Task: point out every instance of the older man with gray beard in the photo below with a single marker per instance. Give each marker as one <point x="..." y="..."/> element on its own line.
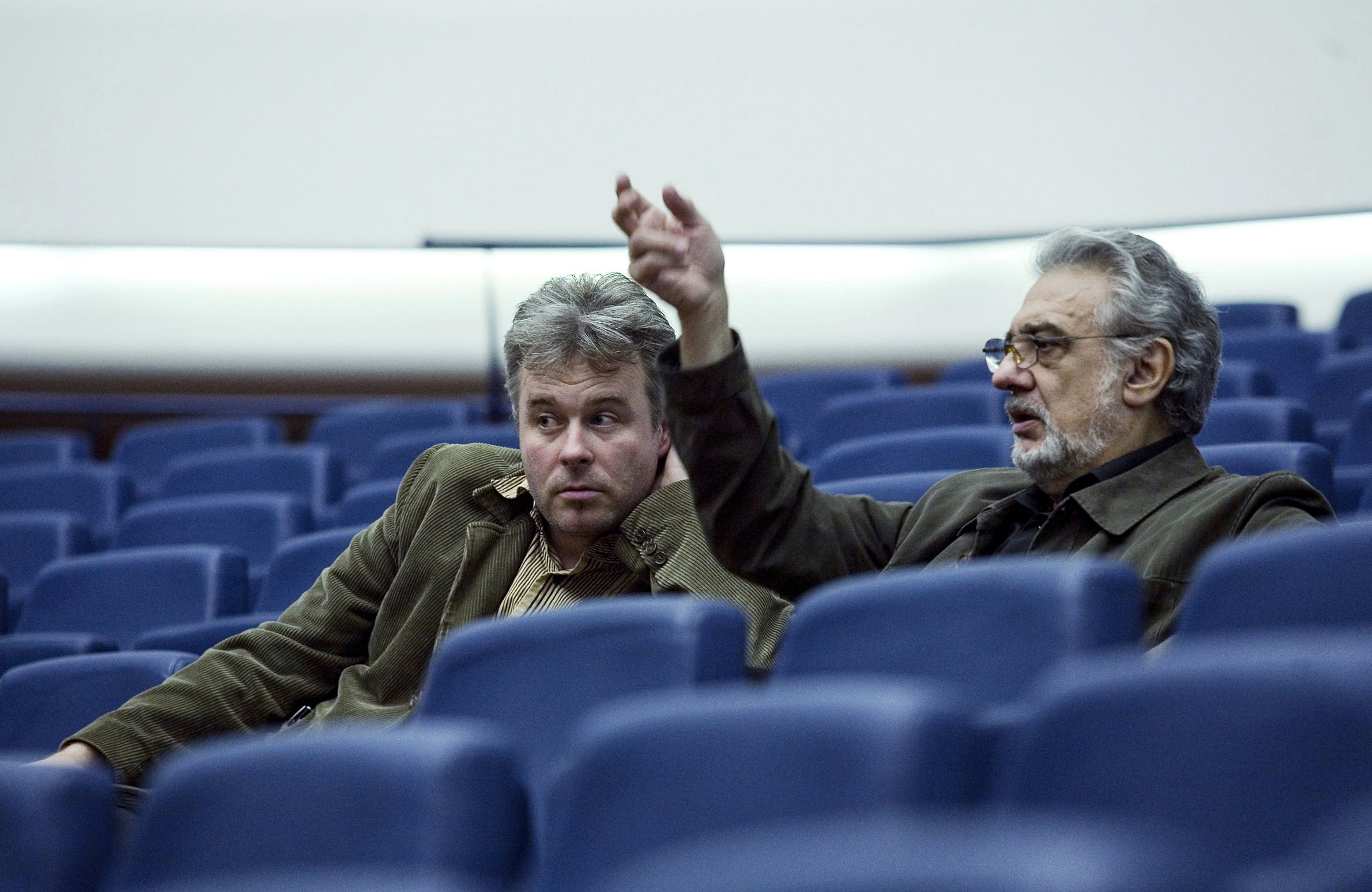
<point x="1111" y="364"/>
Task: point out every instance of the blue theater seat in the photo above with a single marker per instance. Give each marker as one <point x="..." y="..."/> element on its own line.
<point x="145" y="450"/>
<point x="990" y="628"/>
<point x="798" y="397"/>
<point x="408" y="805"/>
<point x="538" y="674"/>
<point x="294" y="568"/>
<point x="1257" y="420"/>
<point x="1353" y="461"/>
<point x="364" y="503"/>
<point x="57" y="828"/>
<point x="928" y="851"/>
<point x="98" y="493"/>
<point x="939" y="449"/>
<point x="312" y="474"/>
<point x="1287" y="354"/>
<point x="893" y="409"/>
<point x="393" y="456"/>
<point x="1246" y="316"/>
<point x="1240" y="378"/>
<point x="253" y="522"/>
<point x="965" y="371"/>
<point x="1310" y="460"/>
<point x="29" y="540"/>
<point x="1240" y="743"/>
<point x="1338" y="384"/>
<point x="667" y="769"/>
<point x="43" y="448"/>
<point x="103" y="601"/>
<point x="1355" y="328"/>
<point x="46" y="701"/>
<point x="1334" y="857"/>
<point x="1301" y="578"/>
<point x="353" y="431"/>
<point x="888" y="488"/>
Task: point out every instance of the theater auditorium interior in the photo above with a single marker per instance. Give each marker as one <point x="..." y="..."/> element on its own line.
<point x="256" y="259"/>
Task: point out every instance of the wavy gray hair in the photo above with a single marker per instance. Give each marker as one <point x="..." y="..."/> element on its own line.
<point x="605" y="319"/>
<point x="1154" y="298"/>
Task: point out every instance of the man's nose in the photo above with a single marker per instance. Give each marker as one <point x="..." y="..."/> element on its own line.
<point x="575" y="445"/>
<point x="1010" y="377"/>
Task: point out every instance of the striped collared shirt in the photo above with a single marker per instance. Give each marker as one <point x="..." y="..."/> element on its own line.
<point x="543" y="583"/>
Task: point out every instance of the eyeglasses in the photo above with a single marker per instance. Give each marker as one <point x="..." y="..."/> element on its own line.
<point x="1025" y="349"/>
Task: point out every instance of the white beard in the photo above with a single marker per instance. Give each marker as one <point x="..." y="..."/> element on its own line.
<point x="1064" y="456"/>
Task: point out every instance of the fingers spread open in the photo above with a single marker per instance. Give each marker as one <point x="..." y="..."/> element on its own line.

-*-

Given problem: Locate "Task: point out every instance of the wavy" in the material, then quote the line that contains it and all lines after it through the final one.

Solution below:
Task: point out every instance of the wavy gray hair in the photo above with a single marker per instance. Give each marker as one <point x="..." y="..."/> element on its own line.
<point x="605" y="319"/>
<point x="1154" y="298"/>
Task: point out every instance of the man's nose in the photo above with a single marker per instance. Give each marker as one <point x="..." y="..."/> element on its own line.
<point x="575" y="445"/>
<point x="1010" y="377"/>
Task: point out every instance of the striped collared shirt in the photo above with a single marker per instance. Give each marker as one <point x="..." y="..."/> element on its own line.
<point x="543" y="583"/>
Task: point out every instance of the eyeglasses in the photo above with a single marker per instance. Give each marker as one <point x="..." y="..."/> element on its own line.
<point x="1025" y="349"/>
Task: point out every instance of the white beard in the photo above with a single marker per instance. Give each marker as one <point x="..." y="..."/> element on its own line.
<point x="1064" y="456"/>
Task: point out every instance of the fingers spread open in the photo above with a single marker per instance. Give each marker as one <point x="..." y="..."/> element on its own line.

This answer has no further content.